═════ DONNÉES DE L'EXERCICE ═════
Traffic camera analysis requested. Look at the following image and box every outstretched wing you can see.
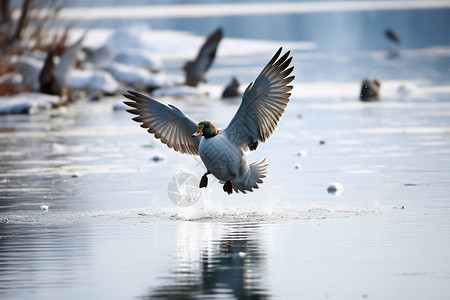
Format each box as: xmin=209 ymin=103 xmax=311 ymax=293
xmin=226 ymin=48 xmax=295 ymax=151
xmin=123 ymin=91 xmax=200 ymax=155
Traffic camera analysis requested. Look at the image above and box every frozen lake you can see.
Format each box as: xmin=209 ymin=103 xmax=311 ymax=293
xmin=0 ymin=1 xmax=450 ymax=299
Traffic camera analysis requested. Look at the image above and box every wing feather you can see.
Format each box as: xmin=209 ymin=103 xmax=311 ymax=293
xmin=226 ymin=48 xmax=295 ymax=151
xmin=123 ymin=91 xmax=200 ymax=155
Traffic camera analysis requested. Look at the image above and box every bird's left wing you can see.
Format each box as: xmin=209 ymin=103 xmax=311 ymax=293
xmin=123 ymin=91 xmax=200 ymax=155
xmin=226 ymin=48 xmax=294 ymax=151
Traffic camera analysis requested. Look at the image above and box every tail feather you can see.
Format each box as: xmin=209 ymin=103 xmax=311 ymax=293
xmin=233 ymin=158 xmax=268 ymax=194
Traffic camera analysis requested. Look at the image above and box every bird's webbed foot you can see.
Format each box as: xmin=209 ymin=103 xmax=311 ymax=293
xmin=223 ymin=174 xmax=236 ymax=195
xmin=199 ymin=171 xmax=211 ymax=188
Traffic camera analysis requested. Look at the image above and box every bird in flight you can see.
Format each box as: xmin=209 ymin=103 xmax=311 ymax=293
xmin=124 ymin=48 xmax=295 ymax=194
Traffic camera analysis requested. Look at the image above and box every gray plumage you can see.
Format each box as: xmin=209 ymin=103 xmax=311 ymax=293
xmin=124 ymin=48 xmax=294 ymax=194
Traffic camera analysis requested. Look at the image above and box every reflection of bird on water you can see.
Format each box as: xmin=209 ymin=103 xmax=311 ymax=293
xmin=222 ymin=76 xmax=242 ymax=98
xmin=146 ymin=222 xmax=268 ymax=300
xmin=384 ymin=28 xmax=401 ymax=44
xmin=124 ymin=48 xmax=294 ymax=194
xmin=359 ymin=79 xmax=381 ymax=101
xmin=183 ymin=28 xmax=223 ymax=87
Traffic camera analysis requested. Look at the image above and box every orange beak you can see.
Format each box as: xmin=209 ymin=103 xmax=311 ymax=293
xmin=192 ymin=125 xmax=204 ymax=137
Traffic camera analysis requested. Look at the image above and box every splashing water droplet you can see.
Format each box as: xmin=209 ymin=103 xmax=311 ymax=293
xmin=167 ymin=171 xmax=202 ymax=207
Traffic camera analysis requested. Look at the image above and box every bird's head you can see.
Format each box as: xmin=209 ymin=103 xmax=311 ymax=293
xmin=192 ymin=121 xmax=219 ymax=138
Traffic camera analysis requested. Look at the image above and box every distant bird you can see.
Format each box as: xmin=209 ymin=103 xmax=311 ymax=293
xmin=359 ymin=79 xmax=381 ymax=101
xmin=39 ymin=49 xmax=62 ymax=96
xmin=183 ymin=28 xmax=223 ymax=87
xmin=384 ymin=28 xmax=401 ymax=44
xmin=124 ymin=48 xmax=294 ymax=194
xmin=222 ymin=76 xmax=242 ymax=98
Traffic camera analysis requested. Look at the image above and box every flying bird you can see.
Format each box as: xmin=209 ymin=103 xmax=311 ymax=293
xmin=359 ymin=79 xmax=381 ymax=102
xmin=124 ymin=48 xmax=295 ymax=194
xmin=183 ymin=28 xmax=223 ymax=87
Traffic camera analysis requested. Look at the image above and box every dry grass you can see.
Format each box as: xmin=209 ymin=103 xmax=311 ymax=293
xmin=0 ymin=0 xmax=70 ymax=96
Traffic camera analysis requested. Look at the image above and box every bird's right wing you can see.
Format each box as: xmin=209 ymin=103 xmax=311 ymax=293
xmin=123 ymin=91 xmax=201 ymax=155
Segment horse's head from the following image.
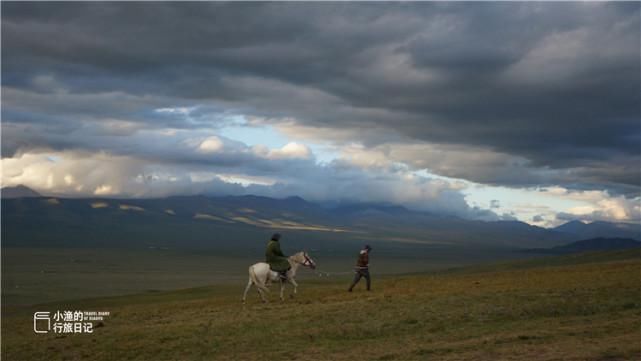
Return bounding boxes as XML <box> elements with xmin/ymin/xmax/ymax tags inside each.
<box><xmin>301</xmin><ymin>252</ymin><xmax>316</xmax><ymax>269</ymax></box>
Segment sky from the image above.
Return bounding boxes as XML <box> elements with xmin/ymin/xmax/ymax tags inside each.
<box><xmin>1</xmin><ymin>2</ymin><xmax>641</xmax><ymax>227</ymax></box>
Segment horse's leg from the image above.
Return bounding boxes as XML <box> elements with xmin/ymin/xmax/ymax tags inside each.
<box><xmin>280</xmin><ymin>280</ymin><xmax>285</xmax><ymax>301</ymax></box>
<box><xmin>289</xmin><ymin>278</ymin><xmax>298</xmax><ymax>297</ymax></box>
<box><xmin>243</xmin><ymin>277</ymin><xmax>252</xmax><ymax>303</ymax></box>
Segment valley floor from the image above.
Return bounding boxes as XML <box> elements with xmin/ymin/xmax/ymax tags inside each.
<box><xmin>2</xmin><ymin>251</ymin><xmax>641</xmax><ymax>360</ymax></box>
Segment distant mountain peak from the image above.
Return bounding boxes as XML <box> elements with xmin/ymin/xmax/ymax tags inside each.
<box><xmin>2</xmin><ymin>184</ymin><xmax>42</xmax><ymax>198</ymax></box>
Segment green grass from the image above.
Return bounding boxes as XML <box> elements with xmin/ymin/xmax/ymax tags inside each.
<box><xmin>2</xmin><ymin>251</ymin><xmax>641</xmax><ymax>360</ymax></box>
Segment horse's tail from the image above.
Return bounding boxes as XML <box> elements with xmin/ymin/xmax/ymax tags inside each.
<box><xmin>249</xmin><ymin>266</ymin><xmax>269</xmax><ymax>292</ymax></box>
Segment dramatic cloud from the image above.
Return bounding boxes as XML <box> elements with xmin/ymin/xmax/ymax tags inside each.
<box><xmin>1</xmin><ymin>2</ymin><xmax>641</xmax><ymax>224</ymax></box>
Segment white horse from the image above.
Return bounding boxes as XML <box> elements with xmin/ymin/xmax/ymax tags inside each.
<box><xmin>243</xmin><ymin>251</ymin><xmax>316</xmax><ymax>303</ymax></box>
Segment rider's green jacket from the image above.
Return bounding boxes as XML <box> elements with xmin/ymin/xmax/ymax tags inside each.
<box><xmin>265</xmin><ymin>239</ymin><xmax>290</xmax><ymax>272</ymax></box>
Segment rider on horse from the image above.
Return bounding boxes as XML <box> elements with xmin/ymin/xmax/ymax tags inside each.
<box><xmin>265</xmin><ymin>233</ymin><xmax>291</xmax><ymax>280</ymax></box>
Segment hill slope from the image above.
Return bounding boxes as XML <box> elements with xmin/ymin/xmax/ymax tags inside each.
<box><xmin>2</xmin><ymin>252</ymin><xmax>641</xmax><ymax>360</ymax></box>
<box><xmin>2</xmin><ymin>196</ymin><xmax>596</xmax><ymax>248</ymax></box>
<box><xmin>524</xmin><ymin>238</ymin><xmax>641</xmax><ymax>254</ymax></box>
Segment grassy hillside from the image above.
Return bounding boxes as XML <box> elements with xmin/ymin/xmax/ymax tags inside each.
<box><xmin>2</xmin><ymin>251</ymin><xmax>641</xmax><ymax>360</ymax></box>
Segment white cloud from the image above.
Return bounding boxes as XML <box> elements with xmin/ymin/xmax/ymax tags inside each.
<box><xmin>252</xmin><ymin>142</ymin><xmax>313</xmax><ymax>160</ymax></box>
<box><xmin>198</xmin><ymin>136</ymin><xmax>225</xmax><ymax>153</ymax></box>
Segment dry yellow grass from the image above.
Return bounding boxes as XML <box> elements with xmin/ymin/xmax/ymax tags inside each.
<box><xmin>2</xmin><ymin>252</ymin><xmax>641</xmax><ymax>360</ymax></box>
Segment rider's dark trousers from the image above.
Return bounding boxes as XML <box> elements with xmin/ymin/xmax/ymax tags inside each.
<box><xmin>349</xmin><ymin>268</ymin><xmax>372</xmax><ymax>291</ymax></box>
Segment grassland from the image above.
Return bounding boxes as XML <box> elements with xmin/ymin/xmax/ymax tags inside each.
<box><xmin>2</xmin><ymin>251</ymin><xmax>641</xmax><ymax>360</ymax></box>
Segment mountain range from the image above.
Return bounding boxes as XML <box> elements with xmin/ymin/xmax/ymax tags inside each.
<box><xmin>2</xmin><ymin>187</ymin><xmax>641</xmax><ymax>249</ymax></box>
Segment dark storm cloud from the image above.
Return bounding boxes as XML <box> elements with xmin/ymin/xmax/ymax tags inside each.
<box><xmin>2</xmin><ymin>2</ymin><xmax>641</xmax><ymax>194</ymax></box>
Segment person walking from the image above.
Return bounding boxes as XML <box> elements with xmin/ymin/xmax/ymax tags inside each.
<box><xmin>347</xmin><ymin>244</ymin><xmax>372</xmax><ymax>292</ymax></box>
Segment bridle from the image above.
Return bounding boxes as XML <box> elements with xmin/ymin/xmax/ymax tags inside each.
<box><xmin>295</xmin><ymin>252</ymin><xmax>316</xmax><ymax>269</ymax></box>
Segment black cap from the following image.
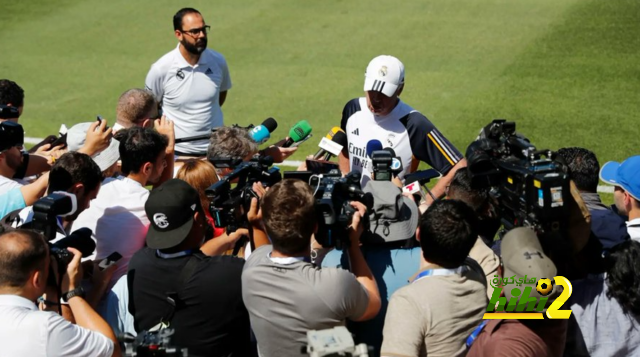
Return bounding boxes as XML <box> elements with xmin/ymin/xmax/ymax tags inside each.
<box><xmin>144</xmin><ymin>179</ymin><xmax>202</xmax><ymax>249</ymax></box>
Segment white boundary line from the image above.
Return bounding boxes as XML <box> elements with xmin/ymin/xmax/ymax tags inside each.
<box><xmin>24</xmin><ymin>137</ymin><xmax>613</xmax><ymax>193</ymax></box>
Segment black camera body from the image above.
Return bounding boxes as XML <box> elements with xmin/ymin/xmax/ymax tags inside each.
<box><xmin>315</xmin><ymin>170</ymin><xmax>373</xmax><ymax>249</ymax></box>
<box><xmin>466</xmin><ymin>119</ymin><xmax>571</xmax><ymax>233</ymax></box>
<box><xmin>205</xmin><ymin>156</ymin><xmax>282</xmax><ymax>233</ymax></box>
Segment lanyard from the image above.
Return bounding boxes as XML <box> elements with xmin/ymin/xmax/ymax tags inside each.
<box><xmin>156</xmin><ymin>249</ymin><xmax>194</xmax><ymax>259</ymax></box>
<box><xmin>411</xmin><ymin>267</ymin><xmax>466</xmax><ymax>283</ymax></box>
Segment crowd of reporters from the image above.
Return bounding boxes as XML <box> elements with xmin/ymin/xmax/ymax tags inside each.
<box><xmin>0</xmin><ymin>74</ymin><xmax>640</xmax><ymax>356</ymax></box>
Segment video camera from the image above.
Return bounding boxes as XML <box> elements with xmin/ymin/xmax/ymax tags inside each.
<box><xmin>314</xmin><ymin>170</ymin><xmax>373</xmax><ymax>249</ymax></box>
<box><xmin>205</xmin><ymin>156</ymin><xmax>282</xmax><ymax>233</ymax></box>
<box><xmin>118</xmin><ymin>328</ymin><xmax>189</xmax><ymax>357</ymax></box>
<box><xmin>466</xmin><ymin>119</ymin><xmax>571</xmax><ymax>233</ymax></box>
<box><xmin>0</xmin><ymin>120</ymin><xmax>24</xmax><ymax>151</ymax></box>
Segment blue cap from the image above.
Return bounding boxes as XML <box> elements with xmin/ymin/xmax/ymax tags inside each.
<box><xmin>600</xmin><ymin>155</ymin><xmax>640</xmax><ymax>201</ymax></box>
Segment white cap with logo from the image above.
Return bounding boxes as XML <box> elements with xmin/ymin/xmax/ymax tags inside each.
<box><xmin>364</xmin><ymin>55</ymin><xmax>404</xmax><ymax>97</ymax></box>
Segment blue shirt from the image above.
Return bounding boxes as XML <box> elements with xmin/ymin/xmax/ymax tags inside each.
<box><xmin>322</xmin><ymin>246</ymin><xmax>422</xmax><ymax>356</ymax></box>
<box><xmin>0</xmin><ymin>188</ymin><xmax>27</xmax><ymax>218</ymax></box>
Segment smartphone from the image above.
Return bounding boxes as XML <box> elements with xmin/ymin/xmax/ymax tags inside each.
<box><xmin>290</xmin><ymin>134</ymin><xmax>313</xmax><ymax>148</ymax></box>
<box><xmin>98</xmin><ymin>252</ymin><xmax>122</xmax><ymax>270</ymax></box>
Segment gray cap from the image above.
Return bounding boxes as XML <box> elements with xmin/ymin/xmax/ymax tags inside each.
<box><xmin>67</xmin><ymin>122</ymin><xmax>120</xmax><ymax>171</ymax></box>
<box><xmin>363</xmin><ymin>180</ymin><xmax>420</xmax><ymax>242</ymax></box>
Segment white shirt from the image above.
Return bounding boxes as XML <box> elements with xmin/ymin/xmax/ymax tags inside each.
<box><xmin>0</xmin><ymin>295</ymin><xmax>114</xmax><ymax>357</ymax></box>
<box><xmin>627</xmin><ymin>218</ymin><xmax>640</xmax><ymax>242</ymax></box>
<box><xmin>73</xmin><ymin>176</ymin><xmax>149</xmax><ymax>285</ymax></box>
<box><xmin>0</xmin><ymin>175</ymin><xmax>23</xmax><ymax>195</ymax></box>
<box><xmin>145</xmin><ymin>45</ymin><xmax>231</xmax><ymax>153</ymax></box>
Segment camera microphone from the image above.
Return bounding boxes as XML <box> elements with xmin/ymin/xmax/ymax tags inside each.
<box><xmin>282</xmin><ymin>120</ymin><xmax>312</xmax><ymax>148</ymax></box>
<box><xmin>249</xmin><ymin>118</ymin><xmax>278</xmax><ymax>144</ymax></box>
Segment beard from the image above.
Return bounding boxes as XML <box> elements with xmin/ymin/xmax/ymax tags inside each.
<box><xmin>180</xmin><ymin>37</ymin><xmax>207</xmax><ymax>55</ymax></box>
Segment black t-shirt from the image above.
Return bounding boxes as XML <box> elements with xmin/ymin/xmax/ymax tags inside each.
<box><xmin>127</xmin><ymin>248</ymin><xmax>252</xmax><ymax>357</ymax></box>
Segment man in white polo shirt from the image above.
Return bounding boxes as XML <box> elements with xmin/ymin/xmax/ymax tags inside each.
<box><xmin>145</xmin><ymin>8</ymin><xmax>231</xmax><ymax>156</ymax></box>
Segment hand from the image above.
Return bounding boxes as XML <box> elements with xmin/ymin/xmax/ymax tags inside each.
<box><xmin>60</xmin><ymin>248</ymin><xmax>82</xmax><ymax>293</ymax></box>
<box><xmin>153</xmin><ymin>115</ymin><xmax>176</xmax><ymax>151</ymax></box>
<box><xmin>349</xmin><ymin>201</ymin><xmax>367</xmax><ymax>247</ymax></box>
<box><xmin>78</xmin><ymin>119</ymin><xmax>113</xmax><ymax>156</ymax></box>
<box><xmin>263</xmin><ymin>145</ymin><xmax>298</xmax><ymax>163</ymax></box>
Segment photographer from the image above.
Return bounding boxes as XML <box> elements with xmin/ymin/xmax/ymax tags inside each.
<box><xmin>322</xmin><ymin>181</ymin><xmax>421</xmax><ymax>356</ymax></box>
<box><xmin>0</xmin><ymin>230</ymin><xmax>121</xmax><ymax>357</ymax></box>
<box><xmin>381</xmin><ymin>200</ymin><xmax>487</xmax><ymax>357</ymax></box>
<box><xmin>242</xmin><ymin>179</ymin><xmax>380</xmax><ymax>357</ymax></box>
<box><xmin>127</xmin><ymin>179</ymin><xmax>252</xmax><ymax>357</ymax></box>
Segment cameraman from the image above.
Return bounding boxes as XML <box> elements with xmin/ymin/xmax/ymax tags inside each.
<box><xmin>242</xmin><ymin>179</ymin><xmax>380</xmax><ymax>357</ymax></box>
<box><xmin>0</xmin><ymin>230</ymin><xmax>121</xmax><ymax>356</ymax></box>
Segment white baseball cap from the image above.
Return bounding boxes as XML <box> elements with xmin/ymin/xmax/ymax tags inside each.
<box><xmin>364</xmin><ymin>55</ymin><xmax>404</xmax><ymax>97</ymax></box>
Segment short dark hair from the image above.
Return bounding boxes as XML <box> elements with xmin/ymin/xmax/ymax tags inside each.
<box><xmin>207</xmin><ymin>126</ymin><xmax>258</xmax><ymax>160</ymax></box>
<box><xmin>0</xmin><ymin>79</ymin><xmax>24</xmax><ymax>107</ymax></box>
<box><xmin>116</xmin><ymin>126</ymin><xmax>169</xmax><ymax>175</ymax></box>
<box><xmin>605</xmin><ymin>240</ymin><xmax>640</xmax><ymax>316</ymax></box>
<box><xmin>420</xmin><ymin>200</ymin><xmax>478</xmax><ymax>269</ymax></box>
<box><xmin>558</xmin><ymin>147</ymin><xmax>600</xmax><ymax>192</ymax></box>
<box><xmin>48</xmin><ymin>151</ymin><xmax>102</xmax><ymax>193</ymax></box>
<box><xmin>447</xmin><ymin>168</ymin><xmax>489</xmax><ymax>213</ymax></box>
<box><xmin>173</xmin><ymin>7</ymin><xmax>202</xmax><ymax>31</ymax></box>
<box><xmin>262</xmin><ymin>179</ymin><xmax>317</xmax><ymax>255</ymax></box>
<box><xmin>0</xmin><ymin>229</ymin><xmax>49</xmax><ymax>288</ymax></box>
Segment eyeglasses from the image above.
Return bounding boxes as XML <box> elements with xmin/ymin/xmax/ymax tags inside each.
<box><xmin>180</xmin><ymin>25</ymin><xmax>211</xmax><ymax>37</ymax></box>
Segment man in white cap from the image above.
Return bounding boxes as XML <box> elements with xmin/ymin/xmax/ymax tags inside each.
<box><xmin>340</xmin><ymin>55</ymin><xmax>466</xmax><ymax>202</ymax></box>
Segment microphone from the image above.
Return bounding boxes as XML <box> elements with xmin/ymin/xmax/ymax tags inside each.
<box><xmin>313</xmin><ymin>131</ymin><xmax>347</xmax><ymax>161</ymax></box>
<box><xmin>367</xmin><ymin>139</ymin><xmax>382</xmax><ymax>158</ymax></box>
<box><xmin>383</xmin><ymin>148</ymin><xmax>404</xmax><ymax>176</ymax></box>
<box><xmin>313</xmin><ymin>126</ymin><xmax>344</xmax><ymax>160</ymax></box>
<box><xmin>249</xmin><ymin>118</ymin><xmax>278</xmax><ymax>144</ymax></box>
<box><xmin>282</xmin><ymin>120</ymin><xmax>312</xmax><ymax>148</ymax></box>
<box><xmin>52</xmin><ymin>227</ymin><xmax>96</xmax><ymax>258</ymax></box>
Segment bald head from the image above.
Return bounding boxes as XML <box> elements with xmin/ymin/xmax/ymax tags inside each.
═════
CONSIGNE: Recopiez tout, depuis la première ligne jusqu'à celle qui contient « xmin=0 ymin=1 xmax=450 ymax=299 », en remplaçant « frozen lake » par « snowy field » sans rien modifier d'autre. N'incluez pas les images dans votre réponse.

CORRIGÉ:
Traffic camera analysis requested. Look at the following image and box every outstretched wing you can see.
Format each box as: xmin=209 ymin=103 xmax=311 ymax=293
xmin=226 ymin=48 xmax=295 ymax=151
xmin=123 ymin=91 xmax=200 ymax=155
Traffic camera analysis requested. Look at the image above and box every snowy field you can see.
Format each box as: xmin=209 ymin=103 xmax=311 ymax=293
xmin=0 ymin=1 xmax=450 ymax=299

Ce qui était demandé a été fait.